━━ ВЫБРАННЫЙ ТЕКСТ
Кожа на лице и руках Солдатенко обгорела. Он не мог ни есть, ни пить. Обожженные губы срослись. Врачу пришлось их разрезать. Срослись и обожженные пальцы рук, обширные ожоги покрывали все тело. Пролежал он у своих друзей несколько недель, пока не окреп. И наконец, его переправили в Москву, где лечили много месяцев.
Михаил Иванович Калинин вручил ему сразу два ордена Боевого Красного Знамени и сам прикрепил к его кителю.
Руки у нашего командира были забинтованы, и он сказал товарищу Калинину:
«Не могу пожать вам руку, зато могу заверить, что снова войду в строй и буду служить в авиации до конца своих дней».
Свое слово майор Солдатенко сдержал. До войны он служил в части, был командиром — обучал и воспитывал молодых летчиков. Мы узнали, что он был делегатом XVIII съезда партии. С первого дня войны командует полком и доблестно воюет, показывая пример храбрости, мужества, летного мастерства.
━━━━
━━ ПРЕДОСТАВЛЕННЫЕ ЗАПИСИ
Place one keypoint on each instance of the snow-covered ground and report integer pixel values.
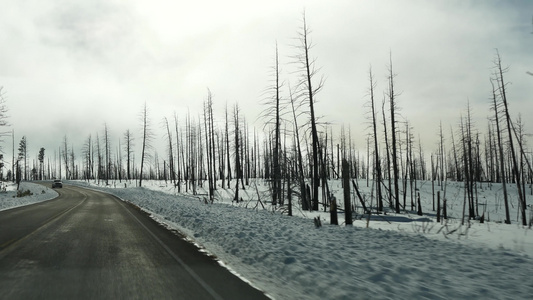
(9, 199)
(403, 256)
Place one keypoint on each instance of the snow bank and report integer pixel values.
(9, 199)
(289, 258)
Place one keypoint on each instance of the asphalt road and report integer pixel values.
(89, 245)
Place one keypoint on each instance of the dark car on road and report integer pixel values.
(57, 183)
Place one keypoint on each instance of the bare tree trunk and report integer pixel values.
(146, 139)
(309, 92)
(392, 99)
(503, 95)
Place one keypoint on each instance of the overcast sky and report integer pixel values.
(68, 67)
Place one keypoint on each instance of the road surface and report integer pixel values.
(89, 245)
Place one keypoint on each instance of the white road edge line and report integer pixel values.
(179, 260)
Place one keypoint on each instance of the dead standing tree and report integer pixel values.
(393, 108)
(498, 75)
(147, 137)
(273, 116)
(496, 106)
(377, 161)
(307, 91)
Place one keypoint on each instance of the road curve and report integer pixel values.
(89, 245)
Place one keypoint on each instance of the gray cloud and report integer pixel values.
(68, 67)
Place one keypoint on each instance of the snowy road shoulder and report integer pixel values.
(289, 258)
(37, 193)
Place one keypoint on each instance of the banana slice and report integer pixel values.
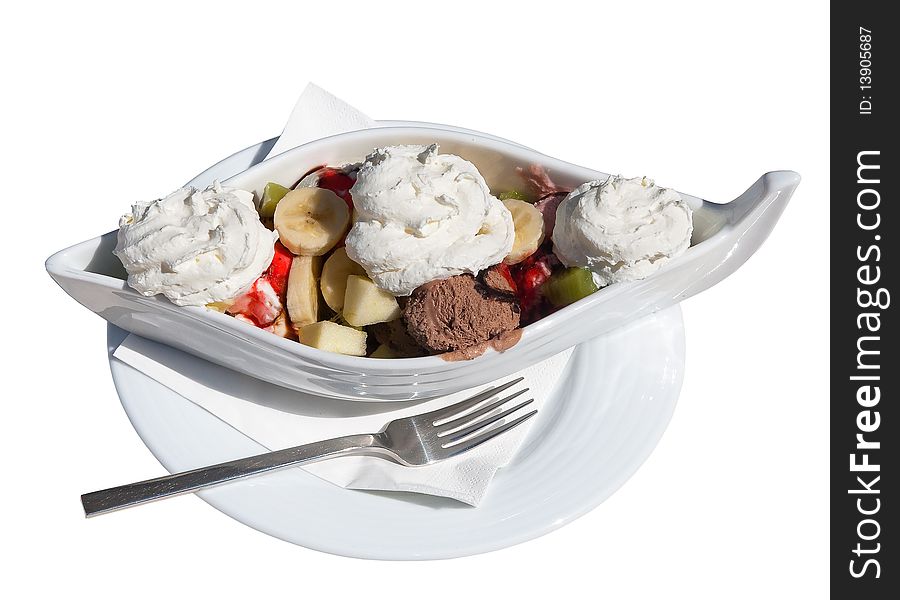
(310, 221)
(529, 224)
(303, 290)
(334, 277)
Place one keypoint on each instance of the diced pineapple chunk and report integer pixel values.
(367, 304)
(332, 337)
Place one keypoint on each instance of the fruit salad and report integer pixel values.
(408, 253)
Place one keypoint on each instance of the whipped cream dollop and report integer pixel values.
(422, 216)
(621, 229)
(195, 247)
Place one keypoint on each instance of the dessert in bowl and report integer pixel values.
(551, 317)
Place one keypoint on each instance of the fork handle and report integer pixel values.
(133, 494)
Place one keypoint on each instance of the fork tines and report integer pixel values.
(462, 428)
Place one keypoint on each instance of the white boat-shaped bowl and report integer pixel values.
(725, 235)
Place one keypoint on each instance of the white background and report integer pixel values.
(106, 104)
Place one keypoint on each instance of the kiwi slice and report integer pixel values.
(569, 285)
(272, 195)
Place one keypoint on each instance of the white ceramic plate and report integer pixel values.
(606, 415)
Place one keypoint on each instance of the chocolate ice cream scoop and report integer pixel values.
(457, 313)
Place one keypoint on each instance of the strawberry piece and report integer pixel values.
(260, 304)
(338, 182)
(264, 301)
(529, 276)
(278, 270)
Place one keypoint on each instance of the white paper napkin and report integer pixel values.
(280, 418)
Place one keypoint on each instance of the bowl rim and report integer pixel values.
(380, 366)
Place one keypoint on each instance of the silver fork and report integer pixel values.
(411, 441)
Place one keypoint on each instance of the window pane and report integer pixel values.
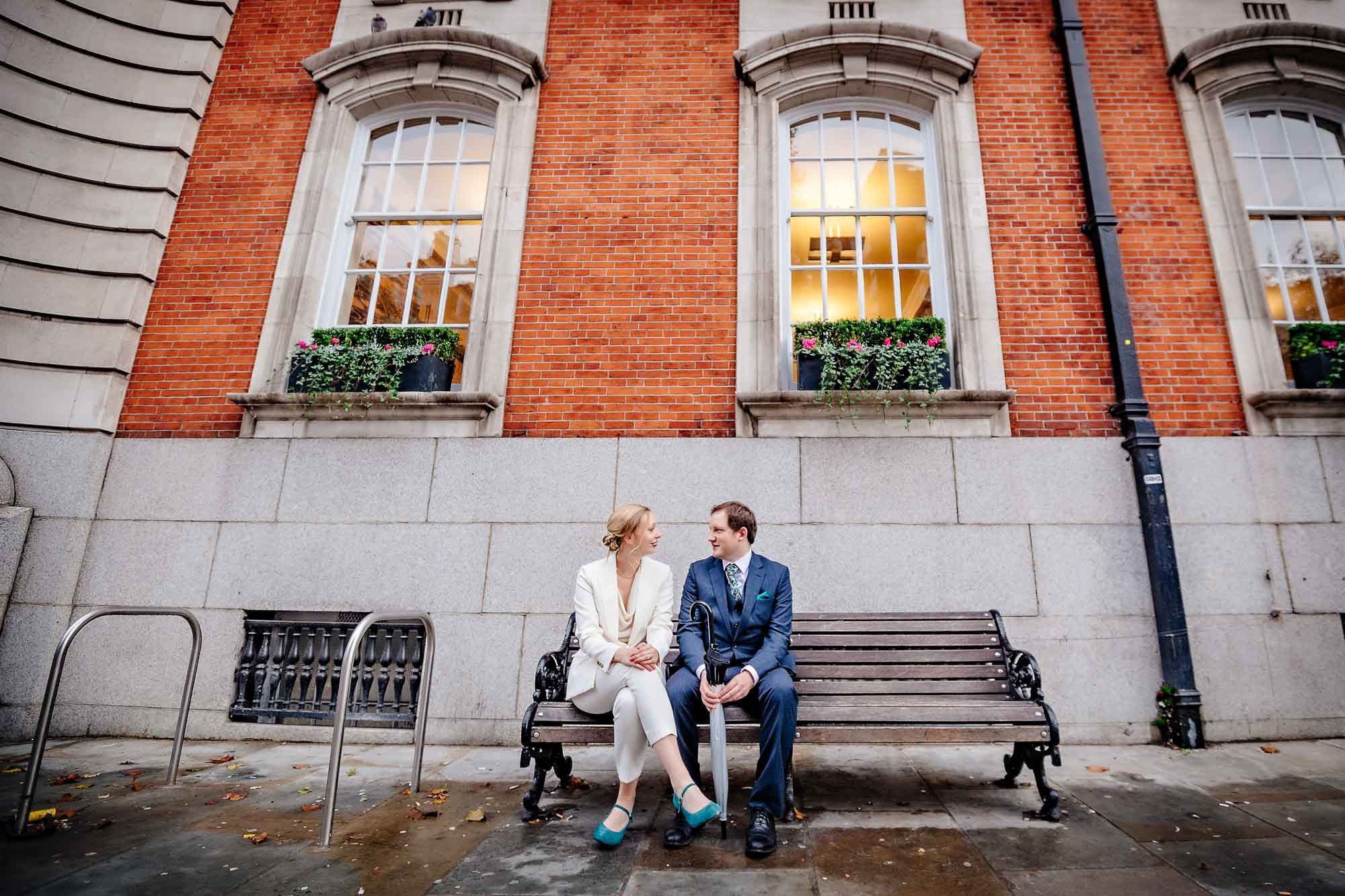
(467, 244)
(915, 295)
(1317, 192)
(426, 291)
(354, 300)
(805, 295)
(364, 252)
(434, 244)
(415, 139)
(1334, 290)
(1321, 239)
(878, 240)
(478, 142)
(381, 143)
(1274, 298)
(1261, 241)
(439, 188)
(1303, 298)
(805, 241)
(879, 300)
(805, 185)
(1334, 142)
(906, 138)
(1241, 136)
(1250, 178)
(401, 245)
(458, 306)
(843, 294)
(804, 139)
(471, 188)
(1284, 186)
(913, 241)
(406, 188)
(373, 186)
(392, 298)
(874, 185)
(449, 135)
(837, 135)
(1303, 135)
(1289, 240)
(872, 132)
(1270, 139)
(841, 249)
(910, 182)
(840, 186)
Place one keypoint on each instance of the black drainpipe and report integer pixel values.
(1141, 438)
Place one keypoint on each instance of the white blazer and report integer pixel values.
(597, 623)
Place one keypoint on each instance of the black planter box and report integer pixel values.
(1312, 370)
(810, 374)
(427, 374)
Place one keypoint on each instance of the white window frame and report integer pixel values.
(344, 241)
(934, 218)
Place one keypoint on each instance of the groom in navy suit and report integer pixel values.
(754, 616)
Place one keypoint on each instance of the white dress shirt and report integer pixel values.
(743, 563)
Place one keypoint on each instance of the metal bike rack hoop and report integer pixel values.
(348, 667)
(59, 663)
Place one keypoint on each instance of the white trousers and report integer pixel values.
(641, 713)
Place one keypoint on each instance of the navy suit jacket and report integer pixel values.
(762, 638)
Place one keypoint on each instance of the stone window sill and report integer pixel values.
(354, 416)
(1303, 412)
(956, 412)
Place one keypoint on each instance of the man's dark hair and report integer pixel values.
(739, 516)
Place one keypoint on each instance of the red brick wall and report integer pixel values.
(209, 302)
(1050, 306)
(626, 309)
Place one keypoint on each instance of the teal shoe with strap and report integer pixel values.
(610, 837)
(699, 818)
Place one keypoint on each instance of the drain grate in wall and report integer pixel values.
(1278, 11)
(851, 10)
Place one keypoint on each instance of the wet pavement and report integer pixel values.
(876, 819)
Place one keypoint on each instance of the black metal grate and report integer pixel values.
(848, 10)
(1278, 11)
(289, 671)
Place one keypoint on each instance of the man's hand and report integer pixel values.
(738, 689)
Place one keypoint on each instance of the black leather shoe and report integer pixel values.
(681, 833)
(761, 834)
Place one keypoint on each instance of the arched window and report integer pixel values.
(1292, 171)
(415, 214)
(863, 235)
━━━━
• [ЦЕЛЬ ЗАДАНИЯ]: Укажите по выбранному тексту, сколько орденов Боевого Красного Знамени Михаил Иванович Калинин вручил Солдатенко. Записи никак не связаны с выбранным текстом.

• [ОТВЕТ К УПРАЖНЕНИЮ]: Два ордена.